Image entries for named regions
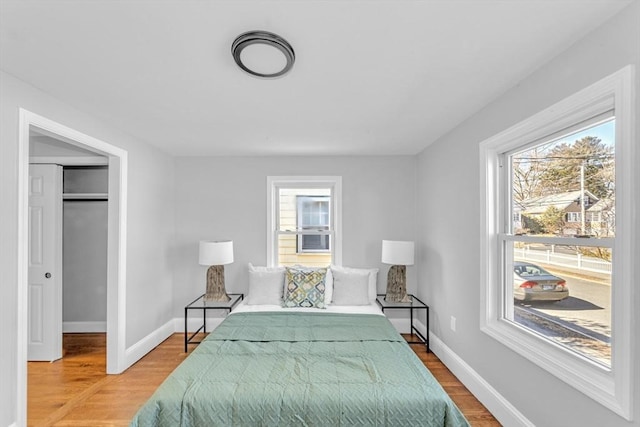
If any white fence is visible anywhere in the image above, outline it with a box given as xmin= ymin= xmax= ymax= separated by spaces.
xmin=514 ymin=247 xmax=611 ymax=274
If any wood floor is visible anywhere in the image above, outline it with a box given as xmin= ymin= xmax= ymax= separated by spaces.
xmin=27 ymin=334 xmax=500 ymax=427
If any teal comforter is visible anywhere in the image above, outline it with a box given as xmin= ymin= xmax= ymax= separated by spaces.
xmin=131 ymin=312 xmax=468 ymax=427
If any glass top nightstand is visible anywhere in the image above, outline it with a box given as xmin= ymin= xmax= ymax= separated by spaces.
xmin=376 ymin=294 xmax=429 ymax=353
xmin=184 ymin=294 xmax=244 ymax=353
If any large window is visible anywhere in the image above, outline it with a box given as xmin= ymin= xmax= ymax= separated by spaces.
xmin=480 ymin=68 xmax=636 ymax=418
xmin=267 ymin=177 xmax=342 ymax=267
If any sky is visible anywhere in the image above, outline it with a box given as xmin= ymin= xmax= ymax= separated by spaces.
xmin=555 ymin=118 xmax=615 ymax=146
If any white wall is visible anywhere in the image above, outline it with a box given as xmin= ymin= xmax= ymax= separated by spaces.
xmin=174 ymin=156 xmax=416 ymax=317
xmin=418 ymin=2 xmax=640 ymax=427
xmin=0 ymin=72 xmax=174 ymax=426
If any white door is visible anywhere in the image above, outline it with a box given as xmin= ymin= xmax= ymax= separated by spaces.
xmin=27 ymin=165 xmax=62 ymax=361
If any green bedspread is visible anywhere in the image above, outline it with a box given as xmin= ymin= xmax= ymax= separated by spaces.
xmin=131 ymin=312 xmax=468 ymax=427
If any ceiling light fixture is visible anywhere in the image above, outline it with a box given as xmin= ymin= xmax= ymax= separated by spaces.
xmin=231 ymin=31 xmax=296 ymax=78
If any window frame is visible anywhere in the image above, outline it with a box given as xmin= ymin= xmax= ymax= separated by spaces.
xmin=480 ymin=65 xmax=637 ymax=420
xmin=267 ymin=176 xmax=342 ymax=267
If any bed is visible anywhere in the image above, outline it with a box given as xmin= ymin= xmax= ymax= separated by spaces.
xmin=131 ymin=266 xmax=468 ymax=427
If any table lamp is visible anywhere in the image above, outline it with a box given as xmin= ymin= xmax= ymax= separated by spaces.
xmin=199 ymin=240 xmax=233 ymax=302
xmin=382 ymin=240 xmax=414 ymax=302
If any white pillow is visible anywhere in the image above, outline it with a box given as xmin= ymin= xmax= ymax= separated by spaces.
xmin=331 ymin=265 xmax=378 ymax=303
xmin=333 ymin=270 xmax=370 ymax=305
xmin=246 ymin=263 xmax=284 ymax=305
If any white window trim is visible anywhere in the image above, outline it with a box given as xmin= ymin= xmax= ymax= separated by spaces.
xmin=267 ymin=176 xmax=342 ymax=267
xmin=480 ymin=65 xmax=638 ymax=420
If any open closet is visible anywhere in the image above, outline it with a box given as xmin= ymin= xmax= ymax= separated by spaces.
xmin=62 ymin=166 xmax=108 ymax=333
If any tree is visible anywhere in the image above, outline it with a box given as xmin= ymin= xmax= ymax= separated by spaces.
xmin=539 ymin=206 xmax=564 ymax=234
xmin=513 ymin=147 xmax=546 ymax=203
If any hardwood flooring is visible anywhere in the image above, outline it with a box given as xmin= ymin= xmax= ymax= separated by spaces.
xmin=27 ymin=334 xmax=500 ymax=427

▶ **WHAT TO WORK ON**:
Can you turn every line of the records above into a JSON list of strings, one string per line, skipping blank lines and leaving the pictures out?

▶ **THE COMPLETED TASK**:
[
  "If any white fence is visible anywhere in the image above, outline it with a box given as xmin= ymin= xmax= ymax= separated by spaces.",
  "xmin=514 ymin=247 xmax=611 ymax=274",
  "If any wood floor is visible anywhere in the image above, outline it with a box given as xmin= ymin= xmax= ymax= separated by spaces.",
  "xmin=27 ymin=334 xmax=500 ymax=427",
  "If any teal comforter is visible anywhere in the image above, outline it with a box given as xmin= ymin= xmax= ymax= separated by spaces.",
  "xmin=131 ymin=312 xmax=468 ymax=427",
  "If any glass top nightstand is visible anywhere in the image above, outline it with a box given as xmin= ymin= xmax= ymax= separated by spaces.",
  "xmin=376 ymin=294 xmax=429 ymax=353",
  "xmin=184 ymin=294 xmax=244 ymax=353",
  "If any large window is visible anywhere in the image above, outline it with a box given as xmin= ymin= xmax= ymax= separated by spaces.",
  "xmin=480 ymin=68 xmax=636 ymax=418",
  "xmin=267 ymin=177 xmax=342 ymax=267",
  "If any sky is visible anywhere in the image above, outline it with a box given as xmin= ymin= xmax= ymax= separated by spaces.",
  "xmin=555 ymin=118 xmax=615 ymax=146",
  "If any white wall is visible anywhere in the image above, outline it with a box given as xmin= ymin= xmax= ymax= separated by spaces.",
  "xmin=174 ymin=156 xmax=416 ymax=317",
  "xmin=418 ymin=2 xmax=640 ymax=427",
  "xmin=0 ymin=72 xmax=174 ymax=426",
  "If any white door is visible anywhere in the image above, outline it with a box given as xmin= ymin= xmax= ymax= separated by spaces.",
  "xmin=27 ymin=165 xmax=62 ymax=361",
  "If any green bedspread is visible anywhere in the image above, outline it with a box given as xmin= ymin= xmax= ymax= separated by spaces.",
  "xmin=131 ymin=312 xmax=468 ymax=427",
  "If any ceiling light fixture is visible anywhere in the image above, outline it with a box given as xmin= ymin= xmax= ymax= separated by spaces.",
  "xmin=231 ymin=31 xmax=296 ymax=78",
  "If any window frame is visible anywhere in the image above, outline it with a box given as xmin= ymin= xmax= ymax= separated by spaces.",
  "xmin=480 ymin=65 xmax=637 ymax=420",
  "xmin=267 ymin=176 xmax=342 ymax=267",
  "If any bed is visible anywhere in the image above, outline it with a box given as xmin= ymin= xmax= ymax= separated by spaces.",
  "xmin=131 ymin=266 xmax=468 ymax=427",
  "If any table lamp is visible anywhere in the image above, outline it with a box given as xmin= ymin= xmax= ymax= separated by spaces.",
  "xmin=199 ymin=240 xmax=233 ymax=302",
  "xmin=382 ymin=240 xmax=414 ymax=302",
  "If any white pillow is visible anywhere in the image above, outline it with a box given as xmin= ymin= xmax= ymax= separated by spaces.",
  "xmin=331 ymin=265 xmax=378 ymax=303",
  "xmin=333 ymin=270 xmax=370 ymax=305",
  "xmin=246 ymin=263 xmax=284 ymax=305",
  "If any white window trim is visible anywhere in the image above, outline it with a box given as xmin= ymin= xmax= ymax= separated by spaces.",
  "xmin=267 ymin=176 xmax=342 ymax=267",
  "xmin=480 ymin=65 xmax=638 ymax=420",
  "If any open closet is visible anywhere in the image above, outline it with a box given as xmin= ymin= xmax= ymax= separated by spaces.",
  "xmin=62 ymin=166 xmax=108 ymax=333",
  "If any tree is visible anywhere in the image above, outline it with a box given as xmin= ymin= xmax= ymax= separated by spaces.",
  "xmin=539 ymin=206 xmax=564 ymax=234",
  "xmin=513 ymin=147 xmax=546 ymax=203",
  "If any hardwood flooring is visible anywhere in the image above, outline it with a box given as xmin= ymin= xmax= ymax= separated by spaces.",
  "xmin=27 ymin=334 xmax=500 ymax=427"
]